# START OF Task inputs
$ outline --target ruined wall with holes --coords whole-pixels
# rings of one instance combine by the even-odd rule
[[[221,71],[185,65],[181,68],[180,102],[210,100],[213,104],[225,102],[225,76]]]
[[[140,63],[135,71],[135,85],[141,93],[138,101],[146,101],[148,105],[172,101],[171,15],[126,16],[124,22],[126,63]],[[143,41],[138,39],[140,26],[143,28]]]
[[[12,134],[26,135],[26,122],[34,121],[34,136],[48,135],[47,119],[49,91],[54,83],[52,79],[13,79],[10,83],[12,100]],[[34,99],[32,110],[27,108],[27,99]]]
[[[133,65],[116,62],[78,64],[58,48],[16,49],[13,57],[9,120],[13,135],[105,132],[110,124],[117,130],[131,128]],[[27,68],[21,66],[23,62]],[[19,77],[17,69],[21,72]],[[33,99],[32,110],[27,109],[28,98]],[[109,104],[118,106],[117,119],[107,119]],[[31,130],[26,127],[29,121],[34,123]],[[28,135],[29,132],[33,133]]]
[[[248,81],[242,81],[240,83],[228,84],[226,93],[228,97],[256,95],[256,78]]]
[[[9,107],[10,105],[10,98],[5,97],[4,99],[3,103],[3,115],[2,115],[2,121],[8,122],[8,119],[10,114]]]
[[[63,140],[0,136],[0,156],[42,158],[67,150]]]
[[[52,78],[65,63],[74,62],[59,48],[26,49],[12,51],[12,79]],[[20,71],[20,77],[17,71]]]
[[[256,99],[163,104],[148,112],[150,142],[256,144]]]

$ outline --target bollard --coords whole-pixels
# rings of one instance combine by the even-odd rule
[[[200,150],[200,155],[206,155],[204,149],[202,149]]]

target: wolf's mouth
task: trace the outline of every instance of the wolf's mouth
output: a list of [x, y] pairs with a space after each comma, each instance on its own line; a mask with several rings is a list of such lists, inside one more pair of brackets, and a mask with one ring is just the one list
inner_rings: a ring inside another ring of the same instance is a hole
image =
# END OF Task inputs
Task instructions -> Copy out all of the data above, character for character, with nothing changed, added, or left out.

Solution ->
$ outline --target ruined wall with holes --coords whole-pixels
# rings of one instance combine by the even-odd rule
[[[221,71],[185,65],[181,68],[180,102],[210,100],[213,104],[225,102],[225,76]]]
[[[140,63],[135,71],[135,85],[141,93],[138,101],[146,101],[148,105],[172,101],[171,15],[126,16],[124,22],[126,63]],[[143,41],[138,39],[140,26],[143,28]]]
[[[12,134],[26,135],[26,122],[34,121],[34,136],[48,135],[47,119],[49,91],[54,83],[52,79],[13,79],[10,83],[12,100]],[[34,99],[32,110],[27,108],[27,99]]]
[[[133,65],[116,62],[78,64],[58,48],[16,49],[13,57],[9,120],[13,135],[105,132],[110,124],[117,130],[131,128]],[[27,68],[21,66],[23,62]],[[19,77],[17,69],[21,72]],[[33,99],[32,110],[27,109],[28,98]],[[109,104],[118,106],[117,119],[107,119]],[[31,130],[26,127],[29,121],[34,123]],[[28,135],[29,132],[33,133]]]
[[[248,81],[242,81],[240,83],[228,84],[226,93],[228,97],[256,95],[256,78]]]
[[[9,107],[10,105],[10,98],[5,97],[4,99],[3,103],[3,115],[2,115],[2,121],[8,122],[8,119],[10,114]]]
[[[63,140],[0,136],[0,156],[42,158],[67,150]]]
[[[52,78],[65,63],[74,62],[59,48],[26,49],[12,51],[12,79]],[[20,71],[20,77],[17,71]]]
[[[256,99],[163,104],[148,112],[150,142],[256,144]]]

$ outline --target bollard --coords whole-pixels
# rings of one instance combine by the even-odd rule
[[[200,150],[200,155],[206,155],[204,149],[202,149]]]

target: wolf's mouth
task: trace the outline of every instance of the wolf's mouth
output: a list of [x, y] pairs with a space after each comma, each instance on its own line; a mask with several rings is a list of such lists, inside one more pair of brackets, and a mask with one ring is just the one list
inner_rings: a ring inside another ring of the same instance is a hole
image =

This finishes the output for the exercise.